▶ _What the task asks_:
Which lines below fall between the one containing "the red toolbox" and the one containing "of the wooden"? Repeat them exactly, counting both of those lines, and add nothing else.

▶ _Records shown_:

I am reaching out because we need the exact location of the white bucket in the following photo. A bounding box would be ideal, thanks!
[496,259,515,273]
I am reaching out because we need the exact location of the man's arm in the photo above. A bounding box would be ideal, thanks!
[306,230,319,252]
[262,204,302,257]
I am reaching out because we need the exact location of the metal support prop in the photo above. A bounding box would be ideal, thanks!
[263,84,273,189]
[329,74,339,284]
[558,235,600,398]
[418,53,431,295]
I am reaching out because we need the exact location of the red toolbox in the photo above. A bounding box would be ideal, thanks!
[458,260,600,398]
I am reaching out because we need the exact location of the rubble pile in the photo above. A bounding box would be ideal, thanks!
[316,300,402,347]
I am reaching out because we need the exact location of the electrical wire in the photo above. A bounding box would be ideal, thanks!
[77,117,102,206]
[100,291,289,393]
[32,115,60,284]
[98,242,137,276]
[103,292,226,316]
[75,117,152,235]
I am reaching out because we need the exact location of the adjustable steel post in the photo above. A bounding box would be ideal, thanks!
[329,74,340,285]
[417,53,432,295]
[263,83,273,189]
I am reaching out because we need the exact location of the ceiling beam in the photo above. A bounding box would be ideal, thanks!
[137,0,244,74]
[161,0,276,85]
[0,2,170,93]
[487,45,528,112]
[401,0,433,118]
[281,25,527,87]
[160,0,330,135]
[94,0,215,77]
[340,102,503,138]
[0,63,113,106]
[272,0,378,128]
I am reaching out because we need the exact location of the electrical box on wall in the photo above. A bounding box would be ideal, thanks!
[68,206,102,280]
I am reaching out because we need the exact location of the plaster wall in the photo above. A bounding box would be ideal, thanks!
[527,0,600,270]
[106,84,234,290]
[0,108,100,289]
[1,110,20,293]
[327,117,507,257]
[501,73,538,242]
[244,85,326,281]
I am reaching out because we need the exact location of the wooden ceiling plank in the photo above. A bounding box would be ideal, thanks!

---

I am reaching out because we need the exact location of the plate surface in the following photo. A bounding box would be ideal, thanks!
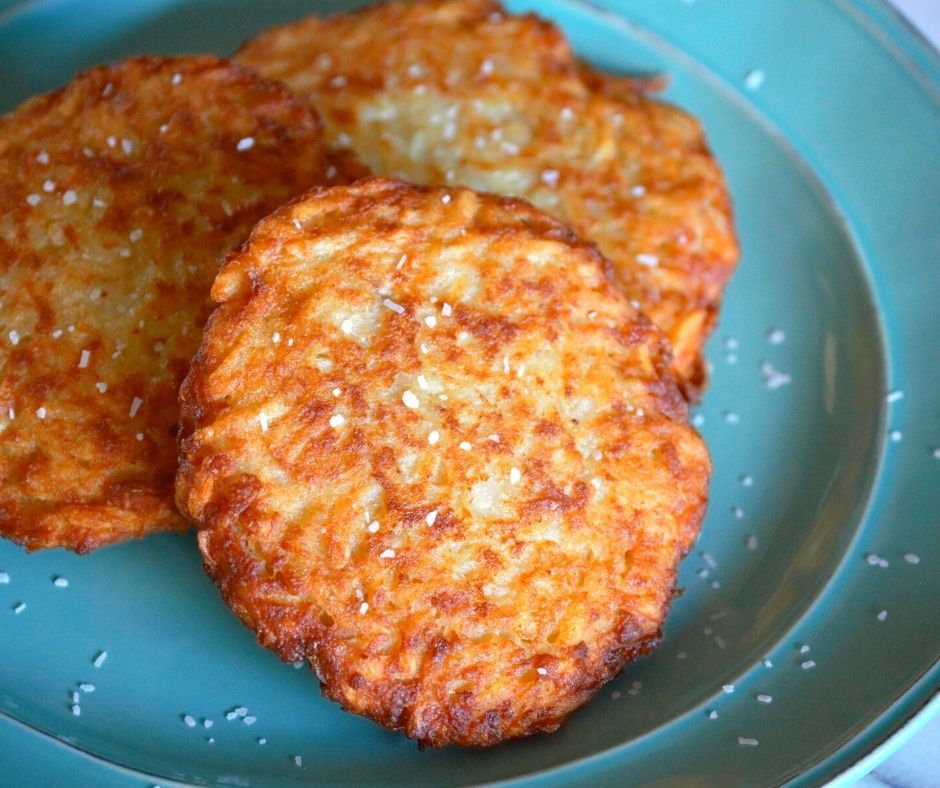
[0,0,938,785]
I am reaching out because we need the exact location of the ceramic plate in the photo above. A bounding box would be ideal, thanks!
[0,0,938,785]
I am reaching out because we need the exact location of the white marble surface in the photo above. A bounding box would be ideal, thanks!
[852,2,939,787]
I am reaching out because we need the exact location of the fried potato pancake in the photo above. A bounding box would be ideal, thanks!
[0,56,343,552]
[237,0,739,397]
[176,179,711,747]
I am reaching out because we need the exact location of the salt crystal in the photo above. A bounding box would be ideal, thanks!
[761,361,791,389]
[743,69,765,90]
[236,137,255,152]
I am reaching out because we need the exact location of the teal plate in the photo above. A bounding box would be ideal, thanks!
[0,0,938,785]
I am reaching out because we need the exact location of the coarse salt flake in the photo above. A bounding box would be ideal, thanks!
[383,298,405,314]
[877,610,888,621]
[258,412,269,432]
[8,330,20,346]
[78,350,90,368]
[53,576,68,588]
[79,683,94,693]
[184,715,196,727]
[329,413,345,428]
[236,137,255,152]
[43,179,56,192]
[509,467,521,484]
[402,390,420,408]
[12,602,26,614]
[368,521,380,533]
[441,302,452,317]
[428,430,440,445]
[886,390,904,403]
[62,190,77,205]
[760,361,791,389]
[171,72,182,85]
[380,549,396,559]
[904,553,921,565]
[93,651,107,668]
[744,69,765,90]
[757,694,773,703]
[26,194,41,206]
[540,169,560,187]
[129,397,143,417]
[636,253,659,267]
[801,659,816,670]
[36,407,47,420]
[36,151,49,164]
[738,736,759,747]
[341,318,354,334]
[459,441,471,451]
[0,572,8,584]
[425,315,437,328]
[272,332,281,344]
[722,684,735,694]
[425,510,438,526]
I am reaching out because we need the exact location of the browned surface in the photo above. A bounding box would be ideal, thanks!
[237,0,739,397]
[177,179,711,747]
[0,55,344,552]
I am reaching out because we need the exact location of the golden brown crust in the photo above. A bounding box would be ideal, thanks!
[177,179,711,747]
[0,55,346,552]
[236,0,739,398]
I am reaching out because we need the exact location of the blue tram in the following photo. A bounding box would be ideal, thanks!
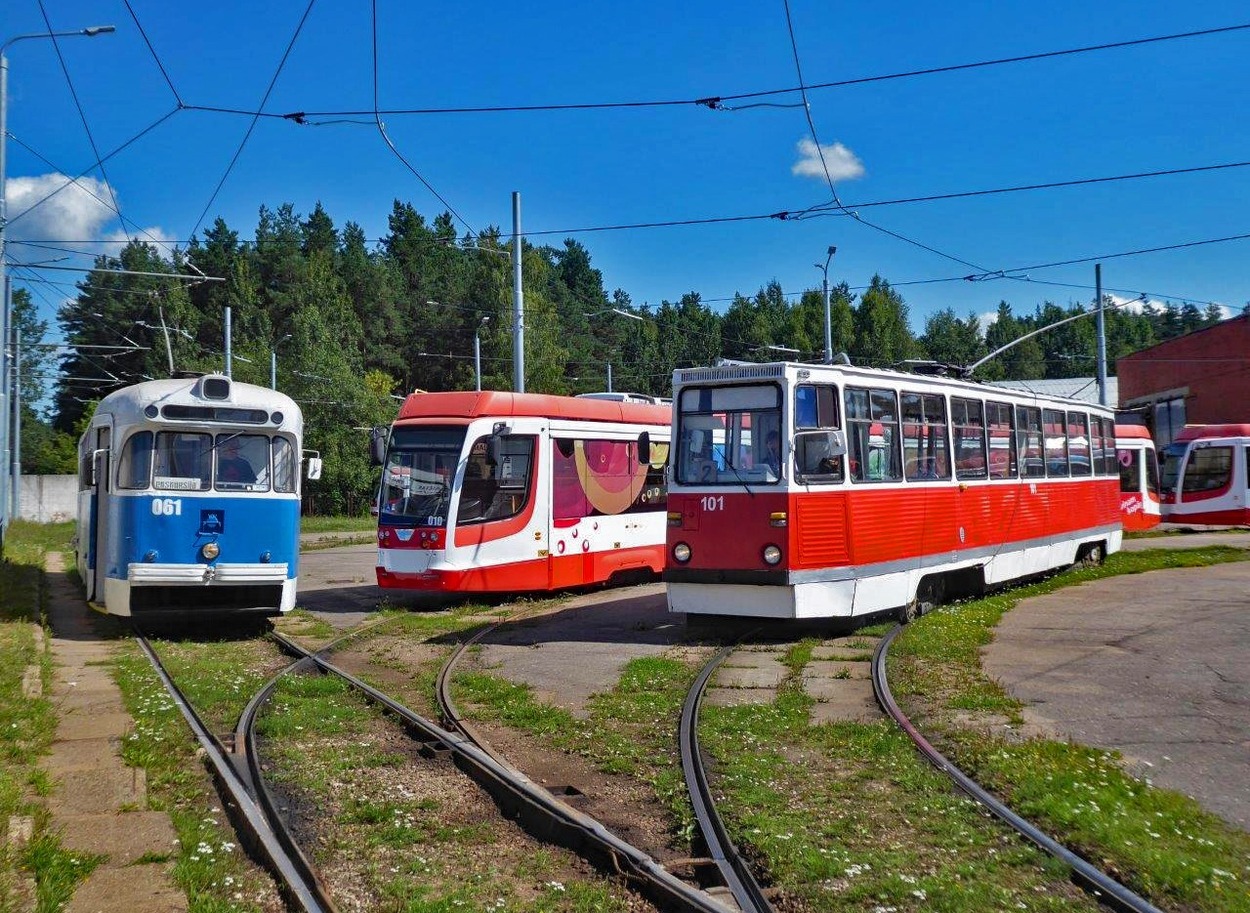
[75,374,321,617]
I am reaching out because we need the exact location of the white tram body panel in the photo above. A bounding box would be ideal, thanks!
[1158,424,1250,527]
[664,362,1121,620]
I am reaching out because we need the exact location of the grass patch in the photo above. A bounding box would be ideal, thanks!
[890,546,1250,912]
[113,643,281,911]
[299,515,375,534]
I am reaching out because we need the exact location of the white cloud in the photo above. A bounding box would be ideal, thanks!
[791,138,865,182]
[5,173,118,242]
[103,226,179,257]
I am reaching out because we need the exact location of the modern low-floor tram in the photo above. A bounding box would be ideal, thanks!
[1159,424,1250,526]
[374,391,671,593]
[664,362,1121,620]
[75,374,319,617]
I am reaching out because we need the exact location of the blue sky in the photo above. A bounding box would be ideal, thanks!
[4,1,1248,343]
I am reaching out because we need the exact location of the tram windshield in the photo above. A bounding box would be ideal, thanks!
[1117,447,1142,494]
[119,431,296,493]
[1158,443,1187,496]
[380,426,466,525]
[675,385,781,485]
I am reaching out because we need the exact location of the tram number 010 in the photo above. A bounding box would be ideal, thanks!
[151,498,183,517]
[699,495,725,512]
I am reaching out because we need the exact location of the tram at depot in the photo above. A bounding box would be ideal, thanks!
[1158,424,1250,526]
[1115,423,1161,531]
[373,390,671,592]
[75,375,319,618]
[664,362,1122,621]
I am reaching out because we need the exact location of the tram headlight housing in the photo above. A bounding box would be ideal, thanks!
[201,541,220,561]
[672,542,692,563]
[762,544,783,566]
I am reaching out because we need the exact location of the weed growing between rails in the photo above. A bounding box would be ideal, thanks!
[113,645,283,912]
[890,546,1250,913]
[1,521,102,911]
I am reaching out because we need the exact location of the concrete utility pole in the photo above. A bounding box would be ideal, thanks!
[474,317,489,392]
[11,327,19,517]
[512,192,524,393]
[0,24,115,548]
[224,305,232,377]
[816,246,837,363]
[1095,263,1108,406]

--

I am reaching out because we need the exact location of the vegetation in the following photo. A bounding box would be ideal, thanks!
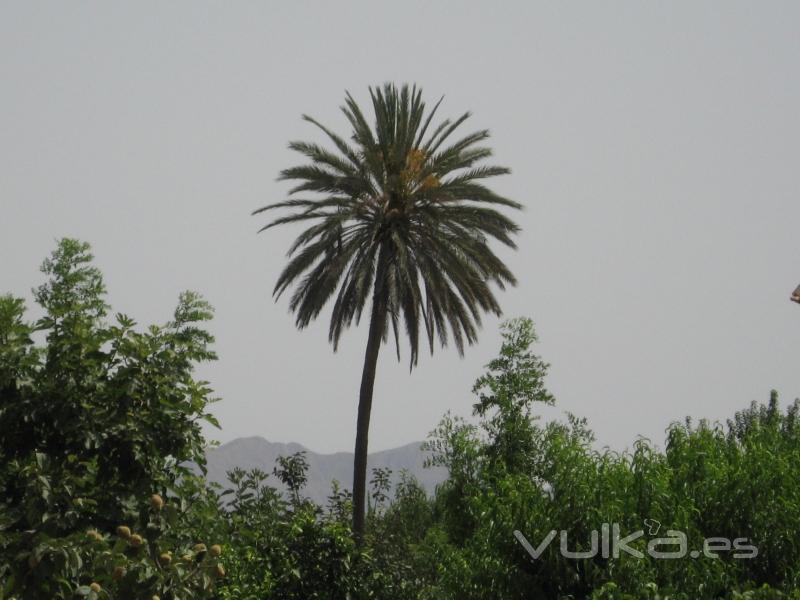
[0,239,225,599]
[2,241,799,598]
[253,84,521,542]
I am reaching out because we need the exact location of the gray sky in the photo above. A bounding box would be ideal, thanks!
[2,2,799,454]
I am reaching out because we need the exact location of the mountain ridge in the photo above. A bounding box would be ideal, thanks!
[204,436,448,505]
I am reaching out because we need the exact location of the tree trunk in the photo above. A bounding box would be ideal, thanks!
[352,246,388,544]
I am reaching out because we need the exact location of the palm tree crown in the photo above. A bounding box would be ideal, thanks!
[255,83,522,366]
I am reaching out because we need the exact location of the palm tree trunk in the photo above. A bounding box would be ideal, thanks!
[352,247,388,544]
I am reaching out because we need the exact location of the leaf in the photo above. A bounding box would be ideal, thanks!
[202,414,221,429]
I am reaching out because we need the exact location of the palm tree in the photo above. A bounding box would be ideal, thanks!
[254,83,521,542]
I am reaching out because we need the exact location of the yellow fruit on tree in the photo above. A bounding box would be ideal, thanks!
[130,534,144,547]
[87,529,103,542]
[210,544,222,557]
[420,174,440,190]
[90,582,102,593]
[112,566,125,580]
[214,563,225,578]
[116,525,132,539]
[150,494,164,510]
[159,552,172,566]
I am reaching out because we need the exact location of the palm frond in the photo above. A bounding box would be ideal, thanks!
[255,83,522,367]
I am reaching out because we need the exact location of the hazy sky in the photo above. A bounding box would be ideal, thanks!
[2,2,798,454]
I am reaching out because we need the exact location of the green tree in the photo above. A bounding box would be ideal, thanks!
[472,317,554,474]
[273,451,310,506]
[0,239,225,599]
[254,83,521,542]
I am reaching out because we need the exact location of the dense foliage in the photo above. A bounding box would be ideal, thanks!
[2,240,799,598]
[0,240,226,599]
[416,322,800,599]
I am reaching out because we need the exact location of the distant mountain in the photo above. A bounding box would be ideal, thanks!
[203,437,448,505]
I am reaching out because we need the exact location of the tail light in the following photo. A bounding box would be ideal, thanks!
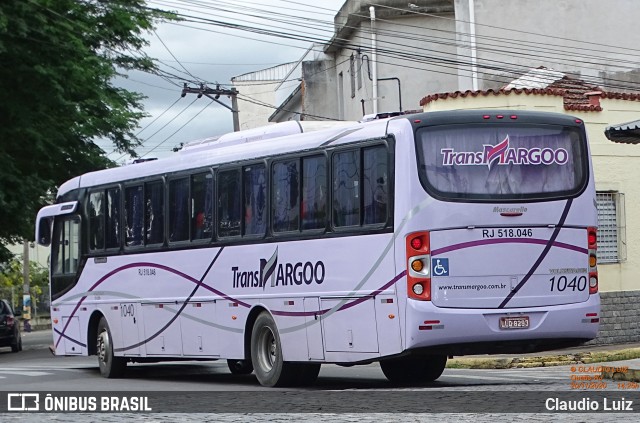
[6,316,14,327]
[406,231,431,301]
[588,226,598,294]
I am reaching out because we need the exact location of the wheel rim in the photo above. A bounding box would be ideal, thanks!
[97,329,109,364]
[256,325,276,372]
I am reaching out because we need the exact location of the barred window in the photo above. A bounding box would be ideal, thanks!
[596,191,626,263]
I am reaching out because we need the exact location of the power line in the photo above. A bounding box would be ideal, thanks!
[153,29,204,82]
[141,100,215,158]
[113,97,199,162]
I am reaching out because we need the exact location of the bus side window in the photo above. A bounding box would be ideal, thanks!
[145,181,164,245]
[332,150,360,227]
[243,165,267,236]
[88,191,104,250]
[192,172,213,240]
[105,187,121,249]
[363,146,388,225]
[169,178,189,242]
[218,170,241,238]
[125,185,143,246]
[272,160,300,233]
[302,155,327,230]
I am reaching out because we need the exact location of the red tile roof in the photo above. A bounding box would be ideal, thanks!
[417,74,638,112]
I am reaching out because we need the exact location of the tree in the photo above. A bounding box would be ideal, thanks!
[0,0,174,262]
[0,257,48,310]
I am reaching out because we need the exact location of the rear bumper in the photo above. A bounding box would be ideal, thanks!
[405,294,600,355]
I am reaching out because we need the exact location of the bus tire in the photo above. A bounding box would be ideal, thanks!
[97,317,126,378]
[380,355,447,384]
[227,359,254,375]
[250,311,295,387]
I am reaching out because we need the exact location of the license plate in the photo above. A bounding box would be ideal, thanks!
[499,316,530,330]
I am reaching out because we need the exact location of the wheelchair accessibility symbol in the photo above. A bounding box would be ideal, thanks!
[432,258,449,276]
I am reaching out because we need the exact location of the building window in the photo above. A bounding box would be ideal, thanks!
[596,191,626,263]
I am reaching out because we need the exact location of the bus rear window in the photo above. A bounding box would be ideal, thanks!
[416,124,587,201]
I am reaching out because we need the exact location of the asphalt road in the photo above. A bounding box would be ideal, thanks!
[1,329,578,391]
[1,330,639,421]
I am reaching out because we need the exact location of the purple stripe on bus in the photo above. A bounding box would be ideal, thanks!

▶ _Answer area_:
I am reaching out because we need the exact location of the red toolbox in the photo above. A bounding box would be ideal, thanks!
[458,260,600,398]
I am reaching out because we need the exact location of the rubble pile in the photo above. A bounding box would be ideal, thanks!
[316,300,402,347]
I am reaching out because we need the exact location of the electrical wire in the photo above. A bounding box would be ideal, thanks!
[77,117,102,206]
[100,291,289,393]
[32,115,60,284]
[98,242,137,276]
[103,292,226,316]
[75,117,152,235]
I am reaching out because we need the exact location of the adjustable steel post in the photo above. A bounding box would be ideal, thanks!
[329,74,340,285]
[417,53,432,295]
[263,83,273,189]
I am reaching out because we need the exact location of the ceiling beam in the photo above. A bounding box would be ideal, thanks!
[137,0,244,74]
[161,0,276,85]
[0,2,170,93]
[487,45,528,112]
[401,0,433,118]
[281,25,527,87]
[160,0,330,135]
[94,0,215,77]
[340,102,503,138]
[0,63,113,106]
[272,0,378,128]
I am reaching out because we need the exact location of the electrical box on wall in the photo above. A bounding box would be ideal, thanks!
[68,206,102,280]
I am reaching out because we need the exact location of the plaster wall in the photo above. A bounding box would be ideal, thanks!
[527,0,600,270]
[106,84,234,290]
[0,108,100,289]
[1,110,20,293]
[327,117,507,257]
[501,73,538,242]
[244,85,326,281]
I am reaching out because we need the exact location of the wooden ceiling plank in the photo above. A bounding box would be ideal, thanks!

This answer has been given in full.